[Stored records]

** start **

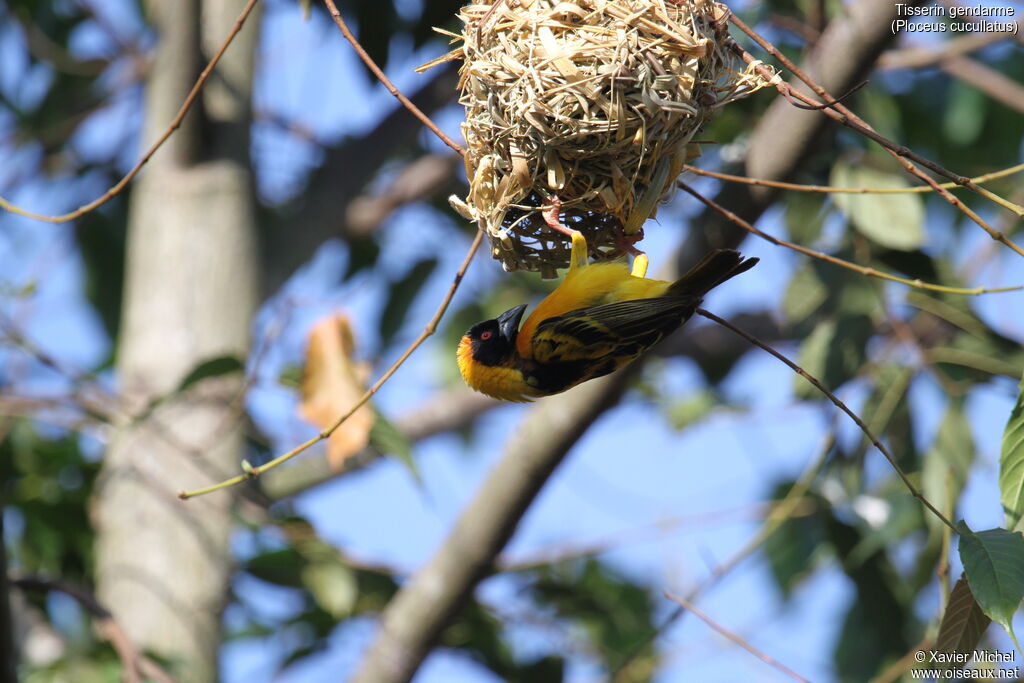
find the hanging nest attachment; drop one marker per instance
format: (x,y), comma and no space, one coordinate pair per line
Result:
(593,101)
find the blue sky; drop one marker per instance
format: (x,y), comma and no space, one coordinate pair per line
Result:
(629,472)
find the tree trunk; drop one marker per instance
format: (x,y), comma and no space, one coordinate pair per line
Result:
(163,566)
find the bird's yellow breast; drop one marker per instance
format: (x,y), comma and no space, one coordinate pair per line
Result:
(502,382)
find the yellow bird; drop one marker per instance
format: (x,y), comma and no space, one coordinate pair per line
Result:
(598,319)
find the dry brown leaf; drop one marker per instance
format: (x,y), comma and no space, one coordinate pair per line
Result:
(332,383)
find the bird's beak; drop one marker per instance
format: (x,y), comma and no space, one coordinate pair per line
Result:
(508,323)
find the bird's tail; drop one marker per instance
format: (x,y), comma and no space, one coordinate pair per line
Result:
(713,269)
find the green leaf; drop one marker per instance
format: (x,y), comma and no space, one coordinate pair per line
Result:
(690,410)
(291,376)
(401,296)
(388,439)
(947,462)
(993,562)
(791,550)
(963,623)
(221,365)
(805,294)
(834,352)
(804,216)
(964,118)
(891,220)
(1012,465)
(333,586)
(283,567)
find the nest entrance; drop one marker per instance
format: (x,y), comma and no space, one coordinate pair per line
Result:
(593,101)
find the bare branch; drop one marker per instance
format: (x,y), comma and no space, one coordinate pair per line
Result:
(174,125)
(134,664)
(417,615)
(784,137)
(775,664)
(420,179)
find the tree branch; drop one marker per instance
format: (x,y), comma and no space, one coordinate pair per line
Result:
(709,345)
(785,136)
(417,615)
(133,663)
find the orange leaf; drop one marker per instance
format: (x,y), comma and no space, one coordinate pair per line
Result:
(332,383)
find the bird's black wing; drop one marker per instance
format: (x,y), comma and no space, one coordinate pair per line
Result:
(613,331)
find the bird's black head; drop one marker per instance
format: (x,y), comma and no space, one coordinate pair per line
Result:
(493,341)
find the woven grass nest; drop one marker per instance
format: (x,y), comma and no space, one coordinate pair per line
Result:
(593,101)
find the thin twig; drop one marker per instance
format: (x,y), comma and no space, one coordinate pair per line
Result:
(829,189)
(367,59)
(134,663)
(864,270)
(253,471)
(902,154)
(841,406)
(174,125)
(771,662)
(781,512)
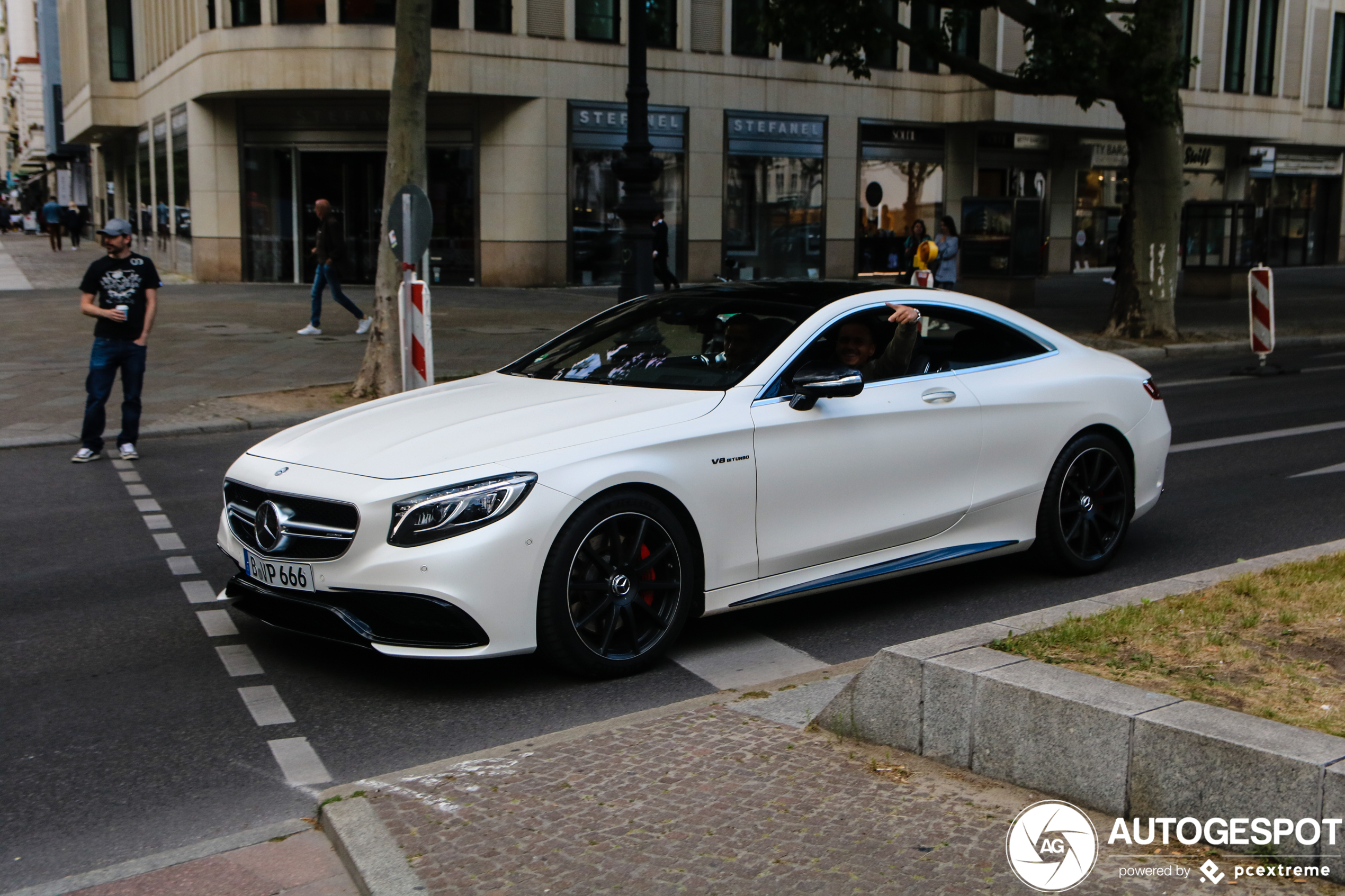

** end **

◆ Set problem
Transcribe the data above line for line, with no changes, and leave the pictures out of your answer.

◆ Result of this exercise
find the hanging nest attachment; drop one marker per instance
format: (x,y), comma and no space, one coordinate pair per line
Result:
(593,101)
find the blue sky; drop one marker per instance
format: (x,y), comma and no space, one coordinate pair per line
Result:
(629,472)
find the tree trunk; drop one marker per instance
format: (x,y), comma and no space, one coordinate pair per line
Result:
(163,566)
find the bird's yellow breast; drop one marker per instance
format: (x,y), comma and no space, one coordinate pair per line
Result:
(502,382)
find the yellow bird; drop one marker per instance
format: (x,y), comma and no space, one coordinate pair per line
Result:
(598,319)
find the dry brown leaf; drop one marker per instance
format: (x,y), comma and no space, one coordinate pair per line
Result:
(332,383)
find the bird's beak; drop one marker per instance
format: (x,y), comma and no space, one coordinate pair per line
Result:
(508,323)
find the bird's tail; drop one marker per instance
format: (x,y), comma and no space, one coordinate pair per line
Result:
(713,269)
find the green leaf; drop one marker per instance
format: (x,y), comma and no space, one coordinate pair per line
Result:
(690,410)
(291,376)
(401,296)
(388,439)
(947,462)
(993,562)
(791,550)
(963,623)
(221,365)
(805,294)
(834,352)
(804,216)
(964,118)
(891,220)
(1012,465)
(333,586)
(283,567)
find the nest entrance; drop one marker per instance
format: (x,y), comma and no space, one coordinate pair per line
Result:
(593,101)
find the bare branch; drop one marker per instance
format: (x,y), comma and no space, one coordinate pair per line
Result:
(174,125)
(134,664)
(417,615)
(784,137)
(775,664)
(420,179)
find the tree branch; drop one marker per instance
format: (x,y), comma and no space, one coordinate pair per line
Result:
(709,345)
(785,136)
(417,615)
(133,663)
find the orange leaf; drop one marker per instance
format: (x,y), comma and no space, one coordinate pair per line
Result:
(332,383)
find the bird's black wing; drop one marker per instance
format: (x,y), comma and no space, one coordinate pair per line
Result:
(613,331)
find the bird's black head; drop one marker per instance
format: (x,y), comma and no space, one coordinate pair per line
Result:
(493,341)
find the woven grass nest; drop one marker per instance
format: (x,y), comma and no space, one coordinate pair per line
Result:
(593,101)
find the thin twig; drop one marker per instance
format: (x,y), comma and no space, one coordinate pair per line
Result:
(829,189)
(367,59)
(134,663)
(864,270)
(253,471)
(902,154)
(841,406)
(174,125)
(771,662)
(781,512)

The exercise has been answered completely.